* SOURCE PASSAGE:
==============================

Sorry, what I meant was that the policy would have to include a sketch
for what sorts of justifications would be acceptable.

For instance, here's a justification I would consider for this sort of thing:

A. In use-case X, there is hard limit Y on the binary size.  For X's
configuration, with a reasonably small number of features enabled, we
are already close to 90% of the way there.  If we were to consistently
use this sort of manual code size optimization techniques across the
codebase, we could cut down the total size of the code base by 25%.

Here's a situation I would absolutely not consider worth it:

B. If we consistently use this sort of code size optimization
techniques across the codebase, we could cut down the entire size of
the codebase by 0.1%.  There are no hard limits, we're just trying to
generally keep things smaller.

Filling our codebase with these sorts of logic puzzles ("Why are we
binary or-ing the offset and the length?") makes it more difficult for
people to understand the code base and increases the risk of someone
making a mistake as they try to change it.  For instance, is this
change really equivalent, given that previously one of the comparisons
had >=?  It turns out yes, but only because we filter out situations
where the length is 0; what if we were to move things around again,
such that we actually can get here with length 0?

Making the binary 0.1% smaller is absolutely not worth the cost of
that.  I'm not sure even 5% would be worth that cost, given that we
don't really have any hard limits we're in danger of exceeding (at
least that I'm aware of).

But a minimum justification for allowing these sorts of things would
need to include a concrete prediction of the improvement we would get
by applying these sorts of things all over the place; not simply, "in
this instance it goes from three to two branches".

 -George
Julien Grall Feb. 21, 2024, 9:34 a.m. UTC | #8
Hi,

On 20/02/2024 12:25, Jan Beulich wrote:
> On 20.02.2024 12:52, Julien Grall wrote:
>> Hi Jan,
>>
>> On 20/02/2024 08:26, Jan Beulich wrote:
>>> On 19.02.2024 23:22, Julien Grall wrote:
>>>> Title: I would add 'gnttab:' to clarify which subsystem you are modifying.

==============================

* DATA EXTRACT:
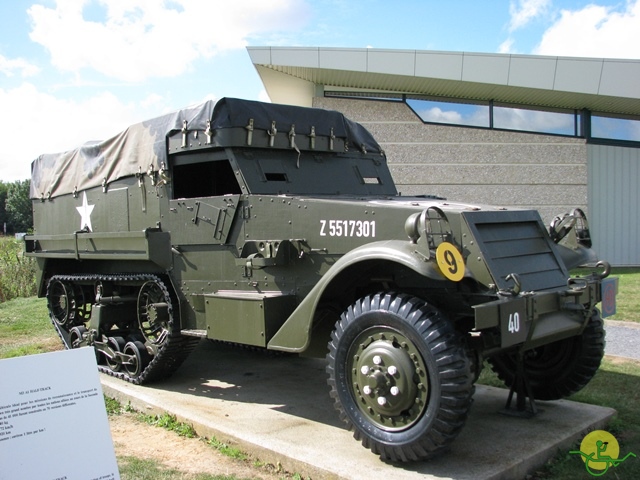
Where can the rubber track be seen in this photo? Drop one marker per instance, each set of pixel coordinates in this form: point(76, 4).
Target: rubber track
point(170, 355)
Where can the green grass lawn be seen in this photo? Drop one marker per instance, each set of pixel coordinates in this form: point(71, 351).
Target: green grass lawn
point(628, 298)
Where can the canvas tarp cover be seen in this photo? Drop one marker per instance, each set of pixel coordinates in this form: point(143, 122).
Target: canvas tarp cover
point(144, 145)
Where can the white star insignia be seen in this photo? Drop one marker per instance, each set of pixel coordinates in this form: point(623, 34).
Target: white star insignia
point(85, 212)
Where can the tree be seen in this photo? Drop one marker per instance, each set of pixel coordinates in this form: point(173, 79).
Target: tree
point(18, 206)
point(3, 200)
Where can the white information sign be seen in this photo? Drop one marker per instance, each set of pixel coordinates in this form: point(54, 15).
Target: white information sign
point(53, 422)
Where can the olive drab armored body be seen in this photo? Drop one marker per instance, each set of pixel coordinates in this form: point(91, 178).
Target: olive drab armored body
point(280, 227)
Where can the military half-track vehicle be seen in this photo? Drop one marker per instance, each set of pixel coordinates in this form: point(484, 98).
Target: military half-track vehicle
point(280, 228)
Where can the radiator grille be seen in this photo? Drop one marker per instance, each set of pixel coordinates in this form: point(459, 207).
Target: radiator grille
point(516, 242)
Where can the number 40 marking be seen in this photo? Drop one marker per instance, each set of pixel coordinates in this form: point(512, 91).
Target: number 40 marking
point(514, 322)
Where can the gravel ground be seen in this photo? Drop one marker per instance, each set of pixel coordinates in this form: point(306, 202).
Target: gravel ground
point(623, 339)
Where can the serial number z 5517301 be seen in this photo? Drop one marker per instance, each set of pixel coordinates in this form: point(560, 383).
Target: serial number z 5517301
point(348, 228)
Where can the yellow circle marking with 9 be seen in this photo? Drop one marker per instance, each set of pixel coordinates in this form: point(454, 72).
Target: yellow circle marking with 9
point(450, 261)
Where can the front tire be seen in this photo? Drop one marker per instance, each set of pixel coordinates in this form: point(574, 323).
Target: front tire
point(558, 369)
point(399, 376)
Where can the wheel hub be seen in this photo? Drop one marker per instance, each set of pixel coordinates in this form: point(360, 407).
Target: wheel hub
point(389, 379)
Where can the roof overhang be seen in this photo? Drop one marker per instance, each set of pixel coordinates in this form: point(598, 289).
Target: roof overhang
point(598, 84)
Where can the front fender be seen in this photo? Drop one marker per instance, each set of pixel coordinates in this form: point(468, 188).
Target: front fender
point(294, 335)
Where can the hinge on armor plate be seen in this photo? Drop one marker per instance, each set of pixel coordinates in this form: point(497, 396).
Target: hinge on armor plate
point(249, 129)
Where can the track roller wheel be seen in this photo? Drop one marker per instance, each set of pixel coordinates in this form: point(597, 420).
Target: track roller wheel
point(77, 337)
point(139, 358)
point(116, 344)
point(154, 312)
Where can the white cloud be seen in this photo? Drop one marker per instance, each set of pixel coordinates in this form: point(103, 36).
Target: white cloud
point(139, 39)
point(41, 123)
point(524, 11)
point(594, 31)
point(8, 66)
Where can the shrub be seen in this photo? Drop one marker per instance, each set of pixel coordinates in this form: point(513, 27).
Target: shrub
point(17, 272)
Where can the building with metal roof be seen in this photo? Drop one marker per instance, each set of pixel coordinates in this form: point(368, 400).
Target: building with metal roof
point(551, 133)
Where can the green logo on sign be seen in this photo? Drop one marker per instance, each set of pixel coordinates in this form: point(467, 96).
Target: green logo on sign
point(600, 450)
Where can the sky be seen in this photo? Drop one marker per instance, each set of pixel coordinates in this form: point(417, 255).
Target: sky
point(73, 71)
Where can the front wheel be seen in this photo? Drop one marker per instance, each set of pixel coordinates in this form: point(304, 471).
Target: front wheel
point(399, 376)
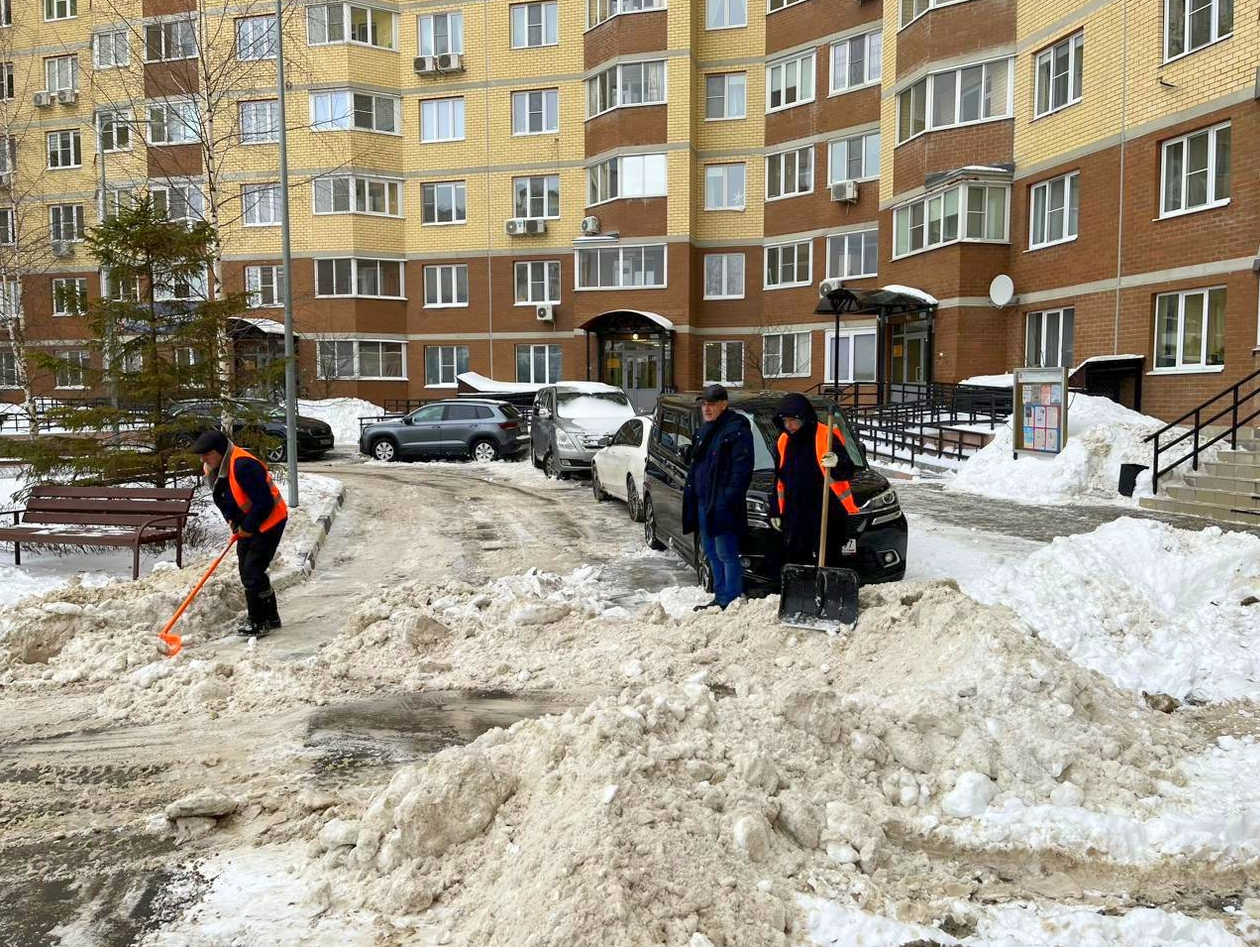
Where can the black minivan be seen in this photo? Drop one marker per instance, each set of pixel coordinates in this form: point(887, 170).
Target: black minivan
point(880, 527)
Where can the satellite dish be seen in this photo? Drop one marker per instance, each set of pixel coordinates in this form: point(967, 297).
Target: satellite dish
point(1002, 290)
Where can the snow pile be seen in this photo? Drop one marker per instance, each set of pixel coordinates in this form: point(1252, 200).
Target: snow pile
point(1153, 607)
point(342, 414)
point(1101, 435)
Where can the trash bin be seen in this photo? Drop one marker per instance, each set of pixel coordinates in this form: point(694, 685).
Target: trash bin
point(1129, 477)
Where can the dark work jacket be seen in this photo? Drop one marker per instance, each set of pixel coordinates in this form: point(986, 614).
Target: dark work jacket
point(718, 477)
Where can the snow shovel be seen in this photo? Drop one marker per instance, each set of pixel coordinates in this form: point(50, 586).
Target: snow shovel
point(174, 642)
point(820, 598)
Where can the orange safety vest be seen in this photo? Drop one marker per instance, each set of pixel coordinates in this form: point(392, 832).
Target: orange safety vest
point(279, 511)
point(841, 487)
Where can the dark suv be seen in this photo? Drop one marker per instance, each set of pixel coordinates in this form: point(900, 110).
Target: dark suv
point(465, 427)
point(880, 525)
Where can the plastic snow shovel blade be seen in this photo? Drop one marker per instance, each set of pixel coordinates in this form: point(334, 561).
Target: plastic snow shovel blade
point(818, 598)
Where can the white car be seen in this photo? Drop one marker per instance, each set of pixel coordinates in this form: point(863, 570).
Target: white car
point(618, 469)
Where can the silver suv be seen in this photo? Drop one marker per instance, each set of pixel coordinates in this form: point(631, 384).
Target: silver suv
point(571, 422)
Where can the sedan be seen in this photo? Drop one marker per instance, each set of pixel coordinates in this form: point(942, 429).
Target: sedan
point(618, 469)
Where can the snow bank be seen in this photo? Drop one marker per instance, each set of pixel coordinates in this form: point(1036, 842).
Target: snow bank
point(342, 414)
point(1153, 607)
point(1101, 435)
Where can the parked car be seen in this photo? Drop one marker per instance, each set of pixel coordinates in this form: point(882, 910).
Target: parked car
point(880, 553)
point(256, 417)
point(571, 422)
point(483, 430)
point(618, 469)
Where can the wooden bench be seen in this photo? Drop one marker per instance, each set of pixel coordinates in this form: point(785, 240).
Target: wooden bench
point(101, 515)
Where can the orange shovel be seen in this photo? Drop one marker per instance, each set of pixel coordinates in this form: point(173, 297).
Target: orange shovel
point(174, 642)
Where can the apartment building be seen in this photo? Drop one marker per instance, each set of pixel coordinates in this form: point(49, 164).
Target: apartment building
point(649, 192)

==============================

* WORK TO DO:
(A) Answer these questions about the code-size discussion:
(i) In justification A, by how much could the total size of the code base be cut?
(ii) In situation B, by how much could the size of the codebase be cut?
(iii) Why does the change turn out to be equivalent even though one of the earlier comparisons had >=?
(B) Carry on writing the code-size discussion, picking up right after its final line.
The listing has no connection to the code-size discussion.

* SET OF ANSWERS:
(A)
(i) By 25%.
(ii) By 0.1%.
(iii) Because situations where the length is 0 are filtered out.

(B)
>>>
>>> That's how I actually have it here; it's not clear to me why I lost the
>>> prefix when sending.
>>>
>>>> On 05/02/2024 11:03, Jan Beulich wrote:
>>>>> Along the line with observations in the context of XSA-448, besides
>>>>> "op" no field is relevant when the range to be flushed is empty, much
>>>>> like e.g. the pointers passed to memcpy() are irrelevant (and would
>>>>> never be "validated") when the passed length is zero. Split the existing
>>>>> condition validating "op", "offset", and "length", leaving only the "op"
>>>>> part ahead of the check for length being zero (or no flushing to be
>>>>> performed).
>>>>
>>>> I am probably missing something here. I understand the theory behind
>>>> reducing the number of checks when len == 0. But an OS cannot rely on it:
>>>>      1) older hypervisor would still return an error if the check doesn't
>>>> pass)
>>>
>>> Right, but that's no reason to keep the bogus earlier behavior.
>>
>> Hmmm... I am not sure why you say the behavior is bogus. From the commit
>> message, it seems this is just an optimization that have side effect
>> (ignoring the other fields).
> 
> I don't view this as primarily an optimization; I'm in particular after
> not raising errors for cases where there is no error to be raised.
> Hence the comparison to memcpy(), which you can pass "bogus" pointers
> so long as you pass zero size.

The part I am missing is why this approach is better than what we have. 
So far what you described is just a matter of taste.

To give a concrete example, if tomorrow a contributor decides to send a 
patch undoing what you did (IOW enforcing the check for zero-length or 
replace | with two branches), then on what grounds I will be able to 
refuse their patch?

Cheers,
Jan Beulich Feb. 21, 2024, 10:32 a.m. UTC | #9
On 21.02.2024 10:34, Julien Grall wrote:
> Hi,
> 
> On 20/02/2024 12:25, Jan Beulich wrote:
>> On 20.02.2024 12:52, Julien Grall wrote:
>>> Hi Jan,
>>>
>>> On 20/02/2024 08:26, Jan Beulich wrote:
>>>> On 19.02.2024 23:22, Julien Grall wrote:
>>>>> Title: I would add 'gnttab:' to clarify which subsystem you are modifying.
>>>>
>>>> That's how I actually have it here; it's not clear to me why I lost the
>>>> prefix when sending.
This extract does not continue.